• [WHAT YOU HAVE TO DO]: Rewrite the records below, replacing every "marker" with "pin" and leaving the rest unchanged.

• [RECORDED DATA]:
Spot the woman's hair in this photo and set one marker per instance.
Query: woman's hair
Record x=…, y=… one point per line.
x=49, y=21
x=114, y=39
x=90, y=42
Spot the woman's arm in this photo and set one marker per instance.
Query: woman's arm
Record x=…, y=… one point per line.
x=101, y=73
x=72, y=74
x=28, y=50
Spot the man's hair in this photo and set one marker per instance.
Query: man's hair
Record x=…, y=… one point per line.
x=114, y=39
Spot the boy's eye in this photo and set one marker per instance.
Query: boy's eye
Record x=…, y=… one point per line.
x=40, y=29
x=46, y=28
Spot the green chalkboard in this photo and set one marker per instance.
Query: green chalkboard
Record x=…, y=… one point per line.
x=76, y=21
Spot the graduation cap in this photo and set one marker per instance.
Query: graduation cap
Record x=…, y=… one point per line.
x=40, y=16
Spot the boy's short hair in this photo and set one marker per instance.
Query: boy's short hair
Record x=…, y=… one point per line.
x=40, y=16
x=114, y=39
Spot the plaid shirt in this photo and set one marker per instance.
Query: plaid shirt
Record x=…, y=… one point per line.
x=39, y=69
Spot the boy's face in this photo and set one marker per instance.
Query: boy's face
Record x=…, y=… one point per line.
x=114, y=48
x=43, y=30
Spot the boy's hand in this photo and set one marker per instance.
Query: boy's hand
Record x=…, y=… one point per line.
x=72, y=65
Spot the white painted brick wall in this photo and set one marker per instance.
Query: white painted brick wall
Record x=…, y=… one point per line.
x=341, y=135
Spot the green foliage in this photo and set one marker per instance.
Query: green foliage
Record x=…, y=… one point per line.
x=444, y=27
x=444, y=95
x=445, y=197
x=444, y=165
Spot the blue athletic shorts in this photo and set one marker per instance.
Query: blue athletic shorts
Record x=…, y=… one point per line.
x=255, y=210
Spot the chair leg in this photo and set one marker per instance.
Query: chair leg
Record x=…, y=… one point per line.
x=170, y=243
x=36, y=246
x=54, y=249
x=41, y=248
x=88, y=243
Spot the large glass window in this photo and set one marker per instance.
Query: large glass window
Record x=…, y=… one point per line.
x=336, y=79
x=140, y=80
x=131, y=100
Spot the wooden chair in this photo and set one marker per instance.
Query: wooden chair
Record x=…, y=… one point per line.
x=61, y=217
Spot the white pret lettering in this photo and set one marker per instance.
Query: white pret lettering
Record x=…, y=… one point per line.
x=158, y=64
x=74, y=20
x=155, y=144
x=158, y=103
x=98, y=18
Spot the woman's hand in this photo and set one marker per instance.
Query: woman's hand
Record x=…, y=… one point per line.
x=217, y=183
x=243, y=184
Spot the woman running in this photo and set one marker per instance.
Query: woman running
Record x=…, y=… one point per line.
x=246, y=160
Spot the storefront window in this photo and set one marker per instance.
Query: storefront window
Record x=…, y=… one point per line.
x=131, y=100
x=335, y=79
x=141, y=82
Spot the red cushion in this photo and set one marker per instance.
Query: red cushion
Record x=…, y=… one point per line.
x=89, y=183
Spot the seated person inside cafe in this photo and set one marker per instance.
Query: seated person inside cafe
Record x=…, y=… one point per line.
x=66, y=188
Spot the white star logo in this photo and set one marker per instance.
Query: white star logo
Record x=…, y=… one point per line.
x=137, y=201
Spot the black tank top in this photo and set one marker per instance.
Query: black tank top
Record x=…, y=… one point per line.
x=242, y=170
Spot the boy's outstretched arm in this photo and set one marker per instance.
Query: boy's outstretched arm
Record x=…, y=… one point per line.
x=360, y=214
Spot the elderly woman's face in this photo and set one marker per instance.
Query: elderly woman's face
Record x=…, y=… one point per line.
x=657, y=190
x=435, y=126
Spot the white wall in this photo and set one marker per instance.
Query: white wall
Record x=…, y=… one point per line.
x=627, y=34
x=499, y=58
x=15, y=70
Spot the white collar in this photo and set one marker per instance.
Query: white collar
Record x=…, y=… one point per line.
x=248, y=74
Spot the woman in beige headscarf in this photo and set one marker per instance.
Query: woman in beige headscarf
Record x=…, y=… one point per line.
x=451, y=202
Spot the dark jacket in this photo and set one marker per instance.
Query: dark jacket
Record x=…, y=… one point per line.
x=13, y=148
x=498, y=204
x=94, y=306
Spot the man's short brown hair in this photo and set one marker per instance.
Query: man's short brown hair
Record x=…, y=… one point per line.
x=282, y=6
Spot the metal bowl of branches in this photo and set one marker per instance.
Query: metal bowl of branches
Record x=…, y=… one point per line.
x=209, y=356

• [SOLUTION BELOW]:
Spot the woman's hair in this photo and set one pin per instance.
Query: woman's hair
Record x=…, y=… one point per line.
x=49, y=21
x=114, y=39
x=90, y=42
Spot the woman's arm in this photo and set one pin per instance.
Query: woman's arm
Record x=…, y=… one point per line.
x=101, y=73
x=72, y=74
x=28, y=50
Spot the man's hair in this photo and set one pin per instance.
Query: man's hair
Record x=…, y=… one point per line.
x=114, y=39
Spot the boy's eye in this photo and set one pin per instance.
Query: boy's eye
Record x=…, y=… one point per line.
x=40, y=29
x=46, y=28
Spot the green chalkboard in this photo and set one pin per instance.
Query: green chalkboard
Record x=…, y=… one point per line.
x=76, y=21
Spot the graduation cap in this photo and set one pin per instance.
Query: graduation cap
Record x=…, y=… one point per line.
x=40, y=16
Spot the boy's short hair in this photo and set one pin per instance.
Query: boy's short hair
Record x=…, y=… one point per line.
x=40, y=16
x=114, y=39
Spot the plaid shirt in this photo and set one pin per instance.
Query: plaid shirt
Record x=…, y=… one point per line.
x=39, y=69
Spot the boy's face in this photo and set one pin per instance.
Query: boy's face
Record x=…, y=… one point per line.
x=114, y=48
x=43, y=30
Spot the boy's hand in this photo and set one pin per instance.
Query: boy's hand
Record x=…, y=… one point per line.
x=72, y=65
Spot the white painted brick wall in this photo and set one pin per instance.
Query: white painted brick wall
Record x=…, y=… one point per line.
x=341, y=135
Spot the green foliage in this photo and set one pin per instance.
Query: green foliage
Record x=…, y=… one point per line.
x=444, y=27
x=444, y=95
x=445, y=197
x=444, y=165
Spot the blue athletic shorts in this photo and set one pin per instance.
Query: blue athletic shorts
Record x=…, y=… one point per line.
x=255, y=210
Spot the chair leg in this photo and set one pin per instance.
Query: chair leg
Record x=…, y=… one point per line.
x=170, y=243
x=36, y=246
x=54, y=249
x=41, y=248
x=88, y=243
Spot the large glass window in this photo and set one pin per instance.
Query: large glass window
Record x=…, y=… one point per line.
x=336, y=79
x=140, y=80
x=131, y=100
Spot the wooden chair in this photo and set one pin per instance.
Query: wooden chair
Record x=…, y=… one point per line.
x=61, y=217
Spot the white pret lettering in this photo and set one pin per instance.
Query: white pret lettering
Record x=…, y=… one point per line.
x=158, y=64
x=74, y=20
x=155, y=144
x=158, y=103
x=98, y=18
Spot the woman's hand in this photo and set one pin per instance.
Query: woman's hand
Record x=…, y=… one point per line.
x=217, y=183
x=243, y=184
Spot the woman running in this photo and set one pin per instance.
Query: woman running
Record x=…, y=… one point per line.
x=246, y=160
Spot the storefront window in this photo and set one pin per instance.
Query: storefront window
Record x=…, y=… one point per line.
x=131, y=100
x=335, y=79
x=141, y=82
Spot the red cushion in this photo and set one pin per instance.
Query: red cushion
Record x=…, y=… one point per line.
x=89, y=183
Spot the seated person inside cafe in this photo and set one pin per instance.
Query: seated person inside cafe
Record x=…, y=… one point per line.
x=66, y=188
Spot the white star logo in this photo and set one pin per instance.
Query: white star logo
Record x=…, y=… one point per line.
x=137, y=201
Spot the black tank top in this photo and set one pin per instance.
Query: black tank top
Record x=…, y=… one point per line.
x=242, y=170
Spot the boy's outstretched arm in this photo and set one pin per instance.
Query: boy's outstretched arm
Record x=…, y=… one point per line.
x=360, y=214
Spot the elderly woman's face in this photo and set one pin per instance.
Query: elderly woman's face
Record x=…, y=… one point per line.
x=657, y=190
x=435, y=126
Spot the white wall in this photo and set one pin per instance.
Query: white wall
Record x=…, y=… one point per line.
x=627, y=34
x=499, y=58
x=15, y=70
Spot the white collar in this photo and set one pin per instance.
Query: white collar
Record x=…, y=… one point per line.
x=248, y=74
Spot the woman in beige headscarf in this photo and set one pin per instance.
Query: woman in beige headscarf
Record x=…, y=… one point per line.
x=451, y=202
Spot the dark jacket in this photo and set one pin per instance.
Query: dark jacket
Record x=…, y=… one point per line.
x=13, y=148
x=498, y=204
x=94, y=306
Spot the man's short brown hair in this photo and set one pin per instance.
Query: man's short brown hair
Record x=…, y=… one point per line.
x=282, y=6
Spot the metal bowl of branches in this photo and set one pin per instance.
Query: metal bowl of branches
Record x=…, y=… one point per line.
x=209, y=356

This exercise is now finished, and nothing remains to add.